- **What you will do**:
List each line in the entries below that contains the word "grey". Case counts.

- **Extracted data**:
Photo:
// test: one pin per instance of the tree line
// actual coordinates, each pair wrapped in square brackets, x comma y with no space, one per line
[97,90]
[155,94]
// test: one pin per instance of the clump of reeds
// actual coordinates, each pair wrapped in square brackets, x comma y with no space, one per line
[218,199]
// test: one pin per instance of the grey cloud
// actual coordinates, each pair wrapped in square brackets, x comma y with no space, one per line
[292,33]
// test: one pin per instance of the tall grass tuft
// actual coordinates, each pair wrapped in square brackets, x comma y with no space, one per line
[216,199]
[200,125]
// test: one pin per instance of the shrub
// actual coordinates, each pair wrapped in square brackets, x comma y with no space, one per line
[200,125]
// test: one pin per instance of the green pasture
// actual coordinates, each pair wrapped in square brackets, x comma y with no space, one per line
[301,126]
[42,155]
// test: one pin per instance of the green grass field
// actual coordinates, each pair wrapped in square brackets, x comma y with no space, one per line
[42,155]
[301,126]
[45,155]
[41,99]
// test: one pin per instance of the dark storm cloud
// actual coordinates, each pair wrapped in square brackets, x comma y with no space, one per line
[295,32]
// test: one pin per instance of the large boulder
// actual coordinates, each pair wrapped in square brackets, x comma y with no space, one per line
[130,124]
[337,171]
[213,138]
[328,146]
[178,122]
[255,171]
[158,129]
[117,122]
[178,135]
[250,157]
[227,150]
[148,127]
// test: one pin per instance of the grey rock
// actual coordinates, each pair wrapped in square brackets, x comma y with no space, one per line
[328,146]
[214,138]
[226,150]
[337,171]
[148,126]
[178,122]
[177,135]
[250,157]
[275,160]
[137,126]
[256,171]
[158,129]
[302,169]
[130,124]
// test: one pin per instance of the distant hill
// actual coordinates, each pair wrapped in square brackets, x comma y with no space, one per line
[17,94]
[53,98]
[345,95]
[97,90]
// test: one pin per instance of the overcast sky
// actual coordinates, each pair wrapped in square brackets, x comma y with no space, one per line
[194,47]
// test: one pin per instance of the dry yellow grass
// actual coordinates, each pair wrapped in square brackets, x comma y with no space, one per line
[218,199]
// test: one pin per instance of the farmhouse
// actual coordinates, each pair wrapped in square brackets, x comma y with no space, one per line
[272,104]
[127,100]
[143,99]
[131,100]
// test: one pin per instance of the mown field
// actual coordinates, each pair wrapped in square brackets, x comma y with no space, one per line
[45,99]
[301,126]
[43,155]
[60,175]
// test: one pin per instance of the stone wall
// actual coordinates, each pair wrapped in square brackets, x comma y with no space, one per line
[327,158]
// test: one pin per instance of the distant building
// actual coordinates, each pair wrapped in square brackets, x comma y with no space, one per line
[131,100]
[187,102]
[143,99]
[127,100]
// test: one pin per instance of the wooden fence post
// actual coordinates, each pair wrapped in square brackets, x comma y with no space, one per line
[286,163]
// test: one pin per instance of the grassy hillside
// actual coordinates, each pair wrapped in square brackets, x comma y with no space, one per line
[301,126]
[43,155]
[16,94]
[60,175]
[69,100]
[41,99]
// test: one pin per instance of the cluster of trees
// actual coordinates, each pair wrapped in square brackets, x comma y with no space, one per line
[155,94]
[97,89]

--

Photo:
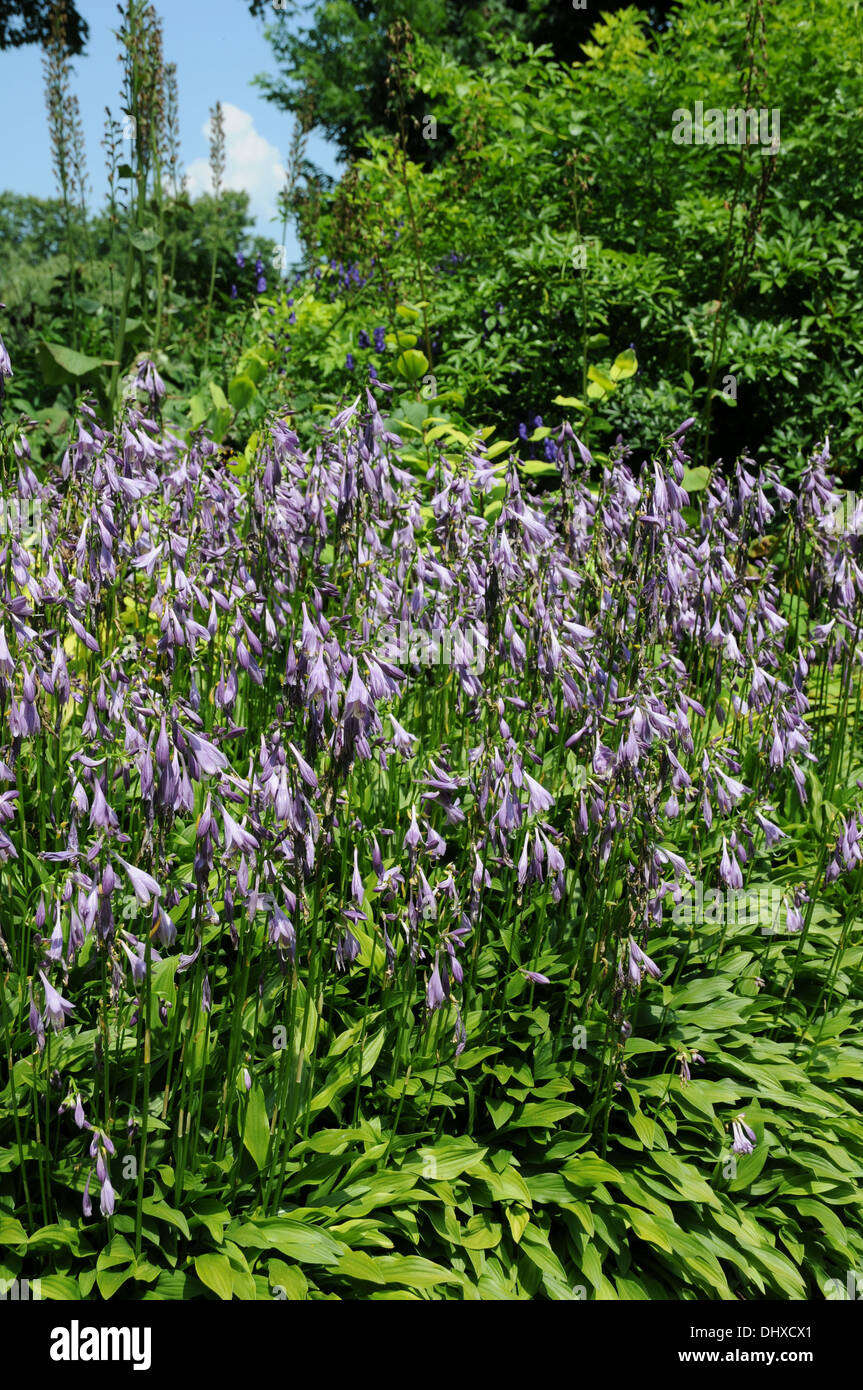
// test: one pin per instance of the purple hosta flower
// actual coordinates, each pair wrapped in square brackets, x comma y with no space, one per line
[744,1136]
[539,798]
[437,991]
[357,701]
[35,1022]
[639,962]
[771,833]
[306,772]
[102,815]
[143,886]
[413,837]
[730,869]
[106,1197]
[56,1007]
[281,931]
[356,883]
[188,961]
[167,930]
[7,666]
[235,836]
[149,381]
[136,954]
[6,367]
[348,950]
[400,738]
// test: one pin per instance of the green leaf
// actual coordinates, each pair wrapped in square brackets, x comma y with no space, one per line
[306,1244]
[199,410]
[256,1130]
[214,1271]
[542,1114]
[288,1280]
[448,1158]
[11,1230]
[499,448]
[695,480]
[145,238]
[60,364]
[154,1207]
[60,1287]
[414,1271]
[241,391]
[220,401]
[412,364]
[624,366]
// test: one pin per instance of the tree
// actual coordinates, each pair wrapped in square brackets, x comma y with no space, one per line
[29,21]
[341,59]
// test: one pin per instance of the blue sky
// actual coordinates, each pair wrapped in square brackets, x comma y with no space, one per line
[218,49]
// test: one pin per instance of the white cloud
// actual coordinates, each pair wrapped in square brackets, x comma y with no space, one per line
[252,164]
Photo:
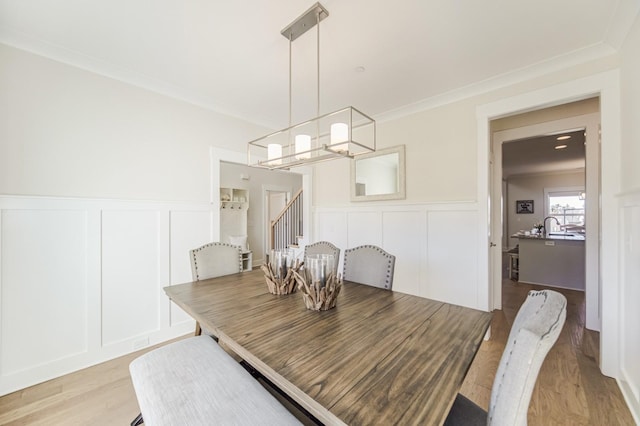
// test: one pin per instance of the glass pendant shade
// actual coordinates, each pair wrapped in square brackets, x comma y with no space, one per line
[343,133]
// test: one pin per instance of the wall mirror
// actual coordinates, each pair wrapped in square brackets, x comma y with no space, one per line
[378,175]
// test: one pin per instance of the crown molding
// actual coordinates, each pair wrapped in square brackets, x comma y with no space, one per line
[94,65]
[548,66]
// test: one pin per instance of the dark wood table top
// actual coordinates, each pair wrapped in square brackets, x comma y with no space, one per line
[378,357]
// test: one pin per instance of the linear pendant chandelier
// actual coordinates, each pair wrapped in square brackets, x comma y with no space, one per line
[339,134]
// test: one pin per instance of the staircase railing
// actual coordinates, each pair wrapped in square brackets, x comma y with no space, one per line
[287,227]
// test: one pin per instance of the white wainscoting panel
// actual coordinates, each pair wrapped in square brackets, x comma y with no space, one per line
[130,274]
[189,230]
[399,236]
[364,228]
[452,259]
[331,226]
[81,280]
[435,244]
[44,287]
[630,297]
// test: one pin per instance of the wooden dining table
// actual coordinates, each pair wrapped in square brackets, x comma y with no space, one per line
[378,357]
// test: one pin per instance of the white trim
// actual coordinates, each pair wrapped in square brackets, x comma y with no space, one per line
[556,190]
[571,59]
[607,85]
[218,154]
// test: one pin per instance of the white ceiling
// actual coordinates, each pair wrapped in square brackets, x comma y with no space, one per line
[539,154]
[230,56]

---

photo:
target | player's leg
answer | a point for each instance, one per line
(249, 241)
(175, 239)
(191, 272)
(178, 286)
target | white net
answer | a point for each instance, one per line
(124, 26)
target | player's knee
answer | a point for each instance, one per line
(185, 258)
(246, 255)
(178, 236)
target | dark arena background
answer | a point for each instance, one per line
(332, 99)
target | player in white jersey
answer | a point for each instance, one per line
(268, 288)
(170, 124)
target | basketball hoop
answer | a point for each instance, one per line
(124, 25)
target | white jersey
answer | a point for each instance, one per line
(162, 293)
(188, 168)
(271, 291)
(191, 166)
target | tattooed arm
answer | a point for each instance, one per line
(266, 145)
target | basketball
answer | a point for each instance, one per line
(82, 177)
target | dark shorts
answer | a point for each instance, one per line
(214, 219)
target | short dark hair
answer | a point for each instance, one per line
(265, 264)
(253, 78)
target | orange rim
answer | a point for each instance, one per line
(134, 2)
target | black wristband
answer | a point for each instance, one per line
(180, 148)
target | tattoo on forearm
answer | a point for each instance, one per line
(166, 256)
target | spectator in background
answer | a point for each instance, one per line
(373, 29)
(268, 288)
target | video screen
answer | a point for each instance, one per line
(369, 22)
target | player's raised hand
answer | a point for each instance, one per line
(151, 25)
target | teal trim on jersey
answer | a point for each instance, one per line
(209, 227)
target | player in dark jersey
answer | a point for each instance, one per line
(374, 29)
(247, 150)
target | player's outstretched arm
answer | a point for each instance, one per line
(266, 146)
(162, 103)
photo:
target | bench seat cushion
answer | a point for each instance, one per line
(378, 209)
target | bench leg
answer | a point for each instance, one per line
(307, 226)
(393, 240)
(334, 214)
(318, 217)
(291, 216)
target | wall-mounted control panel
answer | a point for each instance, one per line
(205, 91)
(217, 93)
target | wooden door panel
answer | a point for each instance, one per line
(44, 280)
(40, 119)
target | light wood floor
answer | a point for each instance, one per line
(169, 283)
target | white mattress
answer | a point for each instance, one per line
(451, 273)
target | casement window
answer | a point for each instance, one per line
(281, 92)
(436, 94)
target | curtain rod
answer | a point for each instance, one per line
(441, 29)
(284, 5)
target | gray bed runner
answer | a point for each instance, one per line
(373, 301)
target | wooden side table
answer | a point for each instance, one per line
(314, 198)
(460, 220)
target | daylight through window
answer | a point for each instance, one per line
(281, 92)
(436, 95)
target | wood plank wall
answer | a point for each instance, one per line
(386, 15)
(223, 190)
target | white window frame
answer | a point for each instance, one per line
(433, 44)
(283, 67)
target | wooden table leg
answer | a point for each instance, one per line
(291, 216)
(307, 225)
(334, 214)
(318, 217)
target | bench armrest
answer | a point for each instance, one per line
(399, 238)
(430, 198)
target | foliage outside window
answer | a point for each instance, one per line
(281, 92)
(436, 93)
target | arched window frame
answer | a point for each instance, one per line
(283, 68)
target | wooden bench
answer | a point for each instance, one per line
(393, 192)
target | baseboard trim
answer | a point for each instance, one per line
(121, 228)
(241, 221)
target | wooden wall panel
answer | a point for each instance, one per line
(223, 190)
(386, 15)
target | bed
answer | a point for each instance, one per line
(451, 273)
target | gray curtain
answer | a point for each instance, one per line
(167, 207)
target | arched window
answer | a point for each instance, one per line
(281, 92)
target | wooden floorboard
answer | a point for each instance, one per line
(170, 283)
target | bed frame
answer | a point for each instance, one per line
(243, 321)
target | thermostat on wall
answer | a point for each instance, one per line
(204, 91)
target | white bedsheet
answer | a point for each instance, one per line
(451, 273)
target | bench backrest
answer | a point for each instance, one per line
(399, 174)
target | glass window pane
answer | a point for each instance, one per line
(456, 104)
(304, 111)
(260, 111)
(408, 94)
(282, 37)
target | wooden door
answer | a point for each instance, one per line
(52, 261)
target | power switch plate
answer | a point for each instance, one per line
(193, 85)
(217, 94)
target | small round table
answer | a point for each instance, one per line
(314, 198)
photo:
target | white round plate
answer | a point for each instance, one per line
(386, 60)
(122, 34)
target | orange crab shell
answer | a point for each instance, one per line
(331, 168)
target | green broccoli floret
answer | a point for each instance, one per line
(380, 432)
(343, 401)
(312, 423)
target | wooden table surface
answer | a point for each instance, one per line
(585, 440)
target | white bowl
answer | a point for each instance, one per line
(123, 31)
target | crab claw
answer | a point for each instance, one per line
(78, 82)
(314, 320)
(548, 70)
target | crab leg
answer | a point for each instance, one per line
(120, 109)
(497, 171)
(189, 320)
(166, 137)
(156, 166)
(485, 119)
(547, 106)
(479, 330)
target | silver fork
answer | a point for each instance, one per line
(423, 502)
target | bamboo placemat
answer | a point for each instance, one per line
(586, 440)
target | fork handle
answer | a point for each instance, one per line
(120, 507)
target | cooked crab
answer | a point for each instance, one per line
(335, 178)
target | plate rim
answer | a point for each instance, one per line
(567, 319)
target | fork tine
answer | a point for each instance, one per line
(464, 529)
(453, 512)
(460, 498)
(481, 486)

- **Final result**:
// test: one pin per instance of the grey cloud
// test: one pin per instance of the grey rock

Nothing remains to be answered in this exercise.